Point placement records
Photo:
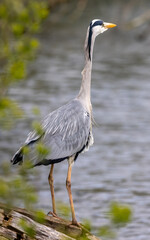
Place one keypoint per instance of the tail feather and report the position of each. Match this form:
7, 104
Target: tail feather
18, 157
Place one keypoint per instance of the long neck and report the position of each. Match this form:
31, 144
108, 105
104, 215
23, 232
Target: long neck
85, 89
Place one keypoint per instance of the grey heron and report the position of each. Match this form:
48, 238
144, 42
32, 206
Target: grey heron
67, 131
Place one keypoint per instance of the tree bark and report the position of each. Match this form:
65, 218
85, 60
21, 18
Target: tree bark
52, 229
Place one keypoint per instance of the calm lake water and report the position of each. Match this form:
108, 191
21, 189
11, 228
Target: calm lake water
116, 168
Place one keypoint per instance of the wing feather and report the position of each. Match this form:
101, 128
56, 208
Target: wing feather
66, 130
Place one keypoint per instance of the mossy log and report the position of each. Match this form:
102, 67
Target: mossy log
52, 229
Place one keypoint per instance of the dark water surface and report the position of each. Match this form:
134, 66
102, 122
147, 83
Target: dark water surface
117, 167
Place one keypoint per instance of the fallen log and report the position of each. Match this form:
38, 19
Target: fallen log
52, 228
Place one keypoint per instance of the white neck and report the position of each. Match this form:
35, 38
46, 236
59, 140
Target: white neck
85, 90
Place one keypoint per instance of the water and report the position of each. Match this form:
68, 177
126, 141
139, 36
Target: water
117, 167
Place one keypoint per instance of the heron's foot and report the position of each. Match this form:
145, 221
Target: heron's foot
53, 214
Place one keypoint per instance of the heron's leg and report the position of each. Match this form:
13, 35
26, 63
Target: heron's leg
51, 181
68, 186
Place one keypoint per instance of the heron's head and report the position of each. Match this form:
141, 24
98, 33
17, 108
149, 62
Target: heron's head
96, 27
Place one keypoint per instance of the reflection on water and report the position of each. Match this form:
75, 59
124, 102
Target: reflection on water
117, 166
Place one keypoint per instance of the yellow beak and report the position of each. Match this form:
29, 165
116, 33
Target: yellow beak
109, 25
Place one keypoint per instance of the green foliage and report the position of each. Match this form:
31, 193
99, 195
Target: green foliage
39, 216
20, 20
120, 214
37, 128
107, 232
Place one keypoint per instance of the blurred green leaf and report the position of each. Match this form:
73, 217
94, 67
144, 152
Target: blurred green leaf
42, 149
106, 232
39, 216
120, 214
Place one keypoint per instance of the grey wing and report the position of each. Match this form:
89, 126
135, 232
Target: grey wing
66, 131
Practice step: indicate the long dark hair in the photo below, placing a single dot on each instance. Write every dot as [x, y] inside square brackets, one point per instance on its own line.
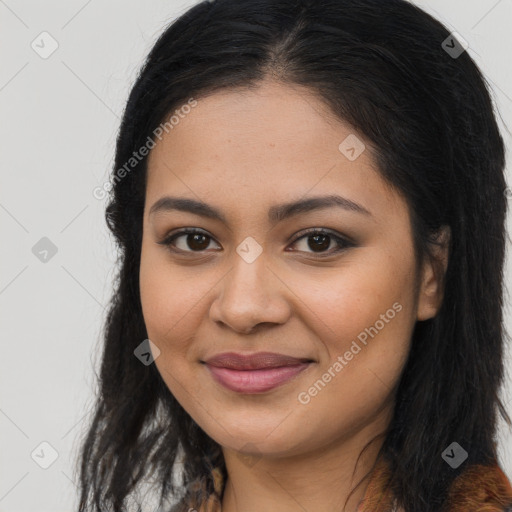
[427, 113]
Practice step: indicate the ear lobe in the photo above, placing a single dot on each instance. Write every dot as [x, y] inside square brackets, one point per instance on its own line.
[431, 291]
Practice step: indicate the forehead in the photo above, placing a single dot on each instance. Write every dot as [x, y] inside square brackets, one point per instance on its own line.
[276, 143]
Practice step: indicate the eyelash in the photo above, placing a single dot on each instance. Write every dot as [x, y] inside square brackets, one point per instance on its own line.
[342, 242]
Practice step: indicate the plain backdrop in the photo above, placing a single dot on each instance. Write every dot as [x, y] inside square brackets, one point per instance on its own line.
[60, 117]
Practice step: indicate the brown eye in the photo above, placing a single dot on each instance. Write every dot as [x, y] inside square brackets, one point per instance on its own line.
[319, 241]
[193, 240]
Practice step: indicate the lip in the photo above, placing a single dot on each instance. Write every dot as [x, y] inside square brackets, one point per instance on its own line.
[255, 373]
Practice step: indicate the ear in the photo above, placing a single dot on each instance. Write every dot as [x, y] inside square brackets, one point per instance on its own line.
[431, 292]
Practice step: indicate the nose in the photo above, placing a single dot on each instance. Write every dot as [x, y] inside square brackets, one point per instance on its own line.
[249, 296]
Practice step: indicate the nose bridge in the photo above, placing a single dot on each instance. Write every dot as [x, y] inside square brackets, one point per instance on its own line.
[249, 294]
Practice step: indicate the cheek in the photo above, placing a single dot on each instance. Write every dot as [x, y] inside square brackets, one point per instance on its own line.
[350, 299]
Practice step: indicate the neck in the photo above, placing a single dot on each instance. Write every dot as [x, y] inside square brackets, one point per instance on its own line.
[319, 480]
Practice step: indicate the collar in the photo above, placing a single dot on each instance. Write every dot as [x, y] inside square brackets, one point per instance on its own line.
[477, 488]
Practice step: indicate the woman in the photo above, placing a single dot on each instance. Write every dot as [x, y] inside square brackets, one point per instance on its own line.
[309, 201]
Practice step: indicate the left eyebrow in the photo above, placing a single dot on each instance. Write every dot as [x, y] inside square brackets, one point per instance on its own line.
[276, 213]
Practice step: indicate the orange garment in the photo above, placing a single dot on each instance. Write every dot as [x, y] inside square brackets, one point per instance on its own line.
[477, 489]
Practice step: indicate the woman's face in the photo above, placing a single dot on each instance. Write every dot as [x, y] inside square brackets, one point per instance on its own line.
[254, 281]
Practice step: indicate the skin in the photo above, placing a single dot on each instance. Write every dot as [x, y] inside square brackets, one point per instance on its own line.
[242, 152]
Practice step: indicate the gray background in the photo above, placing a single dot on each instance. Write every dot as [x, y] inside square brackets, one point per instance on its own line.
[59, 122]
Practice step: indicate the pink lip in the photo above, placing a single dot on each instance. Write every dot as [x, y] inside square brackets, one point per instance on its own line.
[255, 373]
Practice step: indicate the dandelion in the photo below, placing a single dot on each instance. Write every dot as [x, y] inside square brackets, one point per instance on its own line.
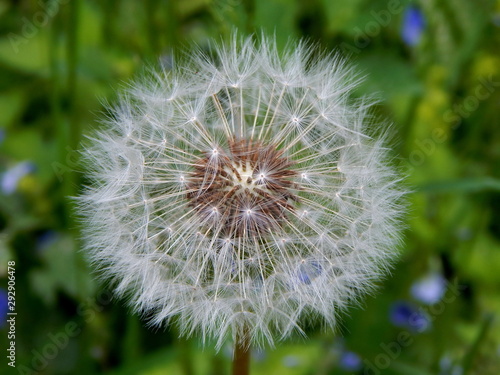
[242, 194]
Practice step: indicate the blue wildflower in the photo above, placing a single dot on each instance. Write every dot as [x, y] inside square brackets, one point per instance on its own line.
[350, 361]
[413, 26]
[406, 315]
[291, 361]
[429, 289]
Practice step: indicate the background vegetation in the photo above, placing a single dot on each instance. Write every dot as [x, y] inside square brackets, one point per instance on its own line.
[435, 66]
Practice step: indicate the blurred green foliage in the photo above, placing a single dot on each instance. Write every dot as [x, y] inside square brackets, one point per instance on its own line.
[60, 60]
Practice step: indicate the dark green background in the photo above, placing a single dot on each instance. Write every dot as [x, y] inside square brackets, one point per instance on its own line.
[60, 61]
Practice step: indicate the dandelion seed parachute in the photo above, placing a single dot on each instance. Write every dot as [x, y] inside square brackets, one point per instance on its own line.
[242, 194]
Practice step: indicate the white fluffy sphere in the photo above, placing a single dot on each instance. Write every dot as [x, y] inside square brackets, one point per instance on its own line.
[242, 194]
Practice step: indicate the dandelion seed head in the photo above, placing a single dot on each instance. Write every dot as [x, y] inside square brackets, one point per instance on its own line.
[242, 195]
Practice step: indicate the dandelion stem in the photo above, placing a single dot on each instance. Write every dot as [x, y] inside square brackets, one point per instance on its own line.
[241, 357]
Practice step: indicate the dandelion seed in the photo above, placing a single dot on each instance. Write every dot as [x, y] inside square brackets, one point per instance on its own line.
[254, 223]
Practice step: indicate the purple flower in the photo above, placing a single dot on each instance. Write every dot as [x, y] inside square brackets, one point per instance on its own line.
[429, 289]
[350, 361]
[291, 361]
[413, 26]
[4, 308]
[406, 315]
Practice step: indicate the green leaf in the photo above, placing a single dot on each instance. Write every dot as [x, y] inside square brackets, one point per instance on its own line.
[466, 185]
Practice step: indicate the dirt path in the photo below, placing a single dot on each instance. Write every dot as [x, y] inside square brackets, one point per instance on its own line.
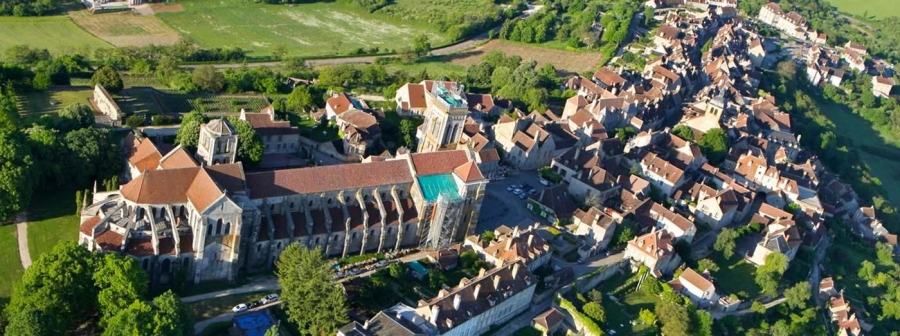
[22, 235]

▸ TASK TO COMPLETE: Print the complete listing exactly, apart from any pictures.

▸ OUTPUT FOR THIS TASK:
Photo:
Place one keypoint per instance of the tail feather and report the position of each. Match this form:
7, 104
Target: tail feather
18, 157
Place one keypoint per instance of the long neck and report the position of each. Match this form:
31, 144
108, 105
104, 215
23, 232
Target: long neck
85, 89
Place one keypoint per instance of the grey heron and report the position of each. Match this form:
48, 238
144, 42
32, 206
Target: grey heron
67, 131
Place one keypoint per instance of the tree bark and report the position of each. Match this form:
65, 218
85, 60
21, 18
Target: tree bark
52, 229
Place one keypoint per instance of the calm lake water and report the position of each. Match this form:
108, 191
21, 189
11, 228
Target: calm lake water
116, 168
Place one keypoint per instance of the wing feather and report the position of each. Match this form:
101, 128
56, 208
Target: wing feather
66, 130
Place one keypoint per instance of the mossy log and report the position of each. Match this form:
102, 67
Target: mossy log
52, 229
Place one keypoint per instance of the dark water surface and report the position of each. Match this form:
134, 66
102, 122
147, 83
Target: dark water surface
117, 167
Place one keypoint per instance of the fallen log and report the position of each. Match this form:
38, 19
Target: fallen log
52, 228
Place one keypoint per instance of the white neck and report the position of each. Match this form:
35, 38
46, 236
59, 140
Target: white neck
85, 90
Place one keypoint per instance of the water and report the position of each. Match this form:
68, 177
126, 141
139, 36
Target: water
117, 167
Place one keypoint per instance of the heron's foot and report the position of each. Match this form:
145, 221
Target: heron's foot
53, 214
Place one keypoint per instance of the heron's leg and report the position of each. Match this form:
13, 35
26, 63
Target: heron's leg
51, 181
68, 186
Place one keypoint per instance of the heron's head and report the position of each. Match this form:
141, 24
98, 33
17, 108
149, 62
Target: heron's head
96, 27
Place one keypoint per instance of the reflection on water and report the position of each. Match this form:
75, 59
124, 102
Target: reflection on water
117, 166
Place one keypoint per instance of the yellow beak and report the position of each. Match this form:
29, 165
116, 33
Target: yellow beak
109, 25
Place one keypoint per instance of the green foliage and report the position of each. Match this form:
31, 193
99, 195
Target: green foliage
39, 216
20, 20
120, 214
37, 128
107, 232
Place one keypoint per instance of the blurred green leaf and report the position of each. Match this form:
73, 217
94, 67
144, 152
Target: blurred green leaf
42, 149
106, 232
39, 216
120, 214
Place one keypoint per instance of the grey wing and report the position of each. Match this form:
89, 126
135, 232
Target: grey wing
66, 131
Practice step: indicate the long dark hair in the photo below, placing a single dot on each instance. Write every dot as [x, y] inside square brackets, one point per instance on its own line.
[427, 113]
Practice step: indicate the ear lobe in the photo above, placing a single dot on each instance. Write every dot as [x, y] inside square brackets, one point per instance on its own line.
[431, 291]
Practice step: indicate the forehead in the photo above, placing a single dot on each instance. Write every dot as [x, y] inside square brackets, one point per instance on its own line.
[276, 143]
Practice step: indicate the eyelash in the photo above, placing a single dot on each instance. Write every dot as [x, y] inside square brackets, one point per instance on its own line.
[342, 242]
Practice step: indicate the plain backdrop in the photo above, placing a single dot on each instance. Write every dot as [x, y] inside square brackets, one point per instance on its own line.
[60, 117]
Practice step: indicate the brown eye in the photo above, placing a single dot on each instance. Write every dot as [x, y] inside square brackets, one point per instance on its own line.
[319, 241]
[193, 240]
Practice step: indicate the lip in the photo above, placing a single dot on each instance. Write every dot as [x, y] inside square brackets, one point per instance on its own line.
[255, 373]
Practice step: indicate the ear in the photo above, placing a single dot on each instance. Write every dot as [x, y] inside square brackets, one point per instance on its own line.
[431, 292]
Practice step: indicate the nose in the photo above, placing a single dot on each instance. Write every dot as [x, y] inside square brackets, one point per instance on its own line.
[249, 296]
Practice step: indicate the nose bridge in the photo above, placing a single dot on each instance. Write every dot as [x, y] inside square brackets, one point per instance on its own line.
[249, 294]
Practice step: indicate the cheek in the photo above, placing a single dot on each instance. Write every dot as [x, y] inside square brackets, one point per instance on its own line.
[350, 299]
Practice step: indicate the neck in the photo above, placing a single dot on each instance. Write every dot as [x, y] inside square brackets, one point per instance on its own line.
[319, 480]
Practice step: indicate the collar in the photo above, placing a single dot on each instance. Write every dot as [x, y] inside square brackets, one point per instance on its own line.
[477, 488]
Practice step: indicate the woman in the photo above, placing a single dot on each instance. Write every dot as [x, y] inside square brackets, one point per instance on its own line.
[309, 201]
Practice step: indicate the left eyebrow in the photo above, placing a single dot on each instance. Write every dot as [x, y] inside square brackets, one point per instance on its own line.
[276, 213]
Practice step: indicate the orange garment in the photo above, placing a single dot on each instance. Write every dot as [x, y] inside square brackets, one point per instance on its own line.
[477, 489]
Practice step: indicate the woman's face in the photo above, placing a single dot on each instance. Write every dot as [x, y] inside square brackets, one point per instance on its own line.
[254, 281]
Practice step: indicate the skin in the photo above, placing a single dot on each instance. Write every dot as [x, y] inside square brackets, one point per instance on its own line.
[242, 152]
Practice step: indicate the gray background in the photo above, placing a single dot on each instance. Write every dot as [x, y] inside square brackets, one point per instance on its own line.
[59, 122]
Practice step: indicate the pink lip in the photo above, placing a single dot on each instance. Write every dot as [x, y] inside square brackets, one point per instance on its own line.
[255, 373]
Practice step: indicate the dandelion in the photo below, placing a single dot on each instance. Write every dot as [x, y] inside square brackets, one point per instance on its own line.
[242, 194]
Practice step: indicate the blue wildflower in the photo above, placing a single dot on each instance. Write every dot as [x, y] inside square brackets, one point per instance on its own line.
[350, 361]
[413, 26]
[406, 315]
[291, 361]
[429, 289]
Practice step: indicate the background vegetation in the photo above, placing a single dot on each instance. Write every dot as [x, y] inside square brackets, one point per instance on its own line.
[435, 66]
Practice step: indicate the blurred green foliage in the photo above, placing a single dot on each instance. Write every dot as [x, y] inside square brackets, one point per instance on its own line.
[60, 60]
Practice step: indicate the dark green background in the photo above, placing a single dot on each instance. Write every dot as [x, y] inside square brackets, one point per instance on its own line.
[60, 61]
Practice step: indicate the dandelion seed parachute in the photo above, placing a single dot on each instance. Write every dot as [x, y] inside square brackets, one point per instance on its own line.
[242, 194]
Practice step: indicate the white fluffy sphere in the photo above, placing a single dot on each instance. Write every dot as [x, y] inside square brackets, one point per instance on its own line.
[242, 194]
Practice step: indicate the dandelion seed head in the photo above, placing a single dot on each instance. Write every dot as [x, y] inside square brackets, one point per instance on its own line.
[242, 195]
Practice step: indicate the dandelion stem in the photo above, placing a single dot on each instance. Write every dot as [x, y] inside square brackets, one point per instance on its own line.
[241, 357]
Practice step: indicate the dandelion seed in the photo above, placing a single dot on each instance. Write every dot as [x, y] inside square brackets, one point per instance on its own line.
[254, 223]
Practice step: indicate the purple flower in the photo above, placing a single dot on each instance. Write every dot as [x, y] inside square brackets, one point per instance on its own line.
[429, 289]
[350, 361]
[291, 361]
[413, 26]
[4, 308]
[406, 315]
Practice step: indicate the green leaf in the photo above, placing a single dot on each instance. Write every dot as [x, y] inside square brackets, one point per instance on its own line.
[466, 185]
Practice step: indicate the dirt path in the photo below, placing a single dot on each instance. Write every dot as [x, y] inside square brackets, one point per instance on its own line.
[22, 235]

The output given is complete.